» **YOUR TASKS**:
- 1) The notes below cover comparing phrases between sentences. Explain the shortcoming they give for context-free models such as word2vec or GloVe, and how contextual models like BERT and ELMo differ, in one to three sentences.
- 2) In the notes below on comparing phrases between sentences, what is text chunking also called?

» **DOCUMENT TEXT**:
++++++++++

Models can be loaded using spaCy's build-in loader, or as a normal python module.

In [743]:
# nlp = spacy.load('en_core_web_sm')
nlp = en_core_web_sm.load()

# Load sentences that are knwon to be paraphrases using the language model

In [744]:
sentence_1 = nlp("Feelings about current business conditions improved substantially from the first quarter, jumping from 40 to 55.")
sentence_2 = nlp("Assessment of current business conditions improved substantially, the Conference Board said, jumping to 55 from 40 in the first quarter.")

# Possible techniques to solve the problem

The task can be solved by decomposing the input sentences into individual phrases and comparing similarity of the obtained phrases in their vector representation.

## Obtaining phrases

- **Method 1: Chunking**

    Text chunking, also referred to as shallow parsing, is a task that follows Part-Of-Speech Tagging and that adds more structure to the sentence. The result is a grouping of the words in “chunks”. We use this technique for noun phrase extraction.
    
- **Method 2: Parsing**
    Parsing in NLP is the process of determining the syntactic structure of a text by analyzing its constituent words based on an underlying grammar (of the language). Parsing results in a tree and can be of following two types
    - Constituent parsing
    - Dependency parsing

## Calculating similarity
Similarity between phrases can be calculated usign any distance metric technique (like Jaccard similarity, or Cosine scores). For this, the two phrases being compared needs to be converted into their respective vector form. One of the popular ways to convert words into numeric vectors is using distributed representation of words. However, context-free models such as word2vec or GloVe generate a single word embedding representation for each word in the vocabulary and do not capture polysemy. Contextual models like BERT and ELMo generate a representation of each word that is based on the other words in the sentence.

++++++++++

» **DATA**:
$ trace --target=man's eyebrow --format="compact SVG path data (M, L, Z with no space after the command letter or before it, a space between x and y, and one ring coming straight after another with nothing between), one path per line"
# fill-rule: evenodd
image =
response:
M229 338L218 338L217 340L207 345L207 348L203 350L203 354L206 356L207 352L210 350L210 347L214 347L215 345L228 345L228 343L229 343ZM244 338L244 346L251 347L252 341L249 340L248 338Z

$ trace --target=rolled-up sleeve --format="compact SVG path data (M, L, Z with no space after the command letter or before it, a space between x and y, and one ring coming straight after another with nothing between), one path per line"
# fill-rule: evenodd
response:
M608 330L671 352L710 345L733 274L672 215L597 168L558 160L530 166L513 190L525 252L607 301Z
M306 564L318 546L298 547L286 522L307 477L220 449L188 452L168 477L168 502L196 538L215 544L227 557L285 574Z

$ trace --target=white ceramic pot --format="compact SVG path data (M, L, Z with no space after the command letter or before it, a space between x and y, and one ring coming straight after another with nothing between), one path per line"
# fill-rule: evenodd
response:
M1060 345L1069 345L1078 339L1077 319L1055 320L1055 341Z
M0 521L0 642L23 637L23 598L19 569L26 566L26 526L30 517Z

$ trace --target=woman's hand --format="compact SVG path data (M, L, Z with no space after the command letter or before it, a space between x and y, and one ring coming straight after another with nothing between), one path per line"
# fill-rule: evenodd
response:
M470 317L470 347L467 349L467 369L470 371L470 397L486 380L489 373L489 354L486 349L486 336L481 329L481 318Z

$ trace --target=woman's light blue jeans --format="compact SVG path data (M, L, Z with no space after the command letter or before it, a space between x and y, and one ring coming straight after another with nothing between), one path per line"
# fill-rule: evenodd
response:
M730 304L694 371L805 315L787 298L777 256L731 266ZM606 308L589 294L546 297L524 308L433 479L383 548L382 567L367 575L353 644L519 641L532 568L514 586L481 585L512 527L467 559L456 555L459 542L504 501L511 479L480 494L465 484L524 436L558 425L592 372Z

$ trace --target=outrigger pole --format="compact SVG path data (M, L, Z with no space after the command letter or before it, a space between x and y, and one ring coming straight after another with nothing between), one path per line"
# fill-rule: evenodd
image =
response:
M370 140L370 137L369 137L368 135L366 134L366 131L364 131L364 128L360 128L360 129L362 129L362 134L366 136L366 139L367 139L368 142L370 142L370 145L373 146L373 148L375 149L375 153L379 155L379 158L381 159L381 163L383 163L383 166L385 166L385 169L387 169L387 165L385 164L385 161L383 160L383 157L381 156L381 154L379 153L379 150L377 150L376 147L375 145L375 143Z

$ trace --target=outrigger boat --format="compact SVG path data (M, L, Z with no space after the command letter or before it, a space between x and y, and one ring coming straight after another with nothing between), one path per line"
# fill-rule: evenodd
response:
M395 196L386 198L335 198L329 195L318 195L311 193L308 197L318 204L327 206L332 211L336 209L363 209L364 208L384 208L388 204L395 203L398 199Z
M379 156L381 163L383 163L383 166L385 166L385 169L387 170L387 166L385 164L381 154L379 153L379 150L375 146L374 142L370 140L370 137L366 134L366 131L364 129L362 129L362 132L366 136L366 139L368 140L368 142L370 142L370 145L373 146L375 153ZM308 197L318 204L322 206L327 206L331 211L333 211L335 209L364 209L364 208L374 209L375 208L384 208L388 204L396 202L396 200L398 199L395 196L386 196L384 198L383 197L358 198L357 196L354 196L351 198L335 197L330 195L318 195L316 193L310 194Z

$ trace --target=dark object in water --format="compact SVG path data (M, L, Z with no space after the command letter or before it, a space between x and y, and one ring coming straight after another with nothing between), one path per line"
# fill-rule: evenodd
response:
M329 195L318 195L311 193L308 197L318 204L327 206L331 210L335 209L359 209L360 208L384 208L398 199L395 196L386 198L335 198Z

++++++++++

» **ANSWERS BELOW**:
- 1) Context-free models such as word2vec and GloVe generate a single embedding for each word in the vocabulary, so they do not capture polysemy. Contextual models like BERT and ELMo instead generate each word's representation from the other words in the sentence.

- 2) Shallow parsing.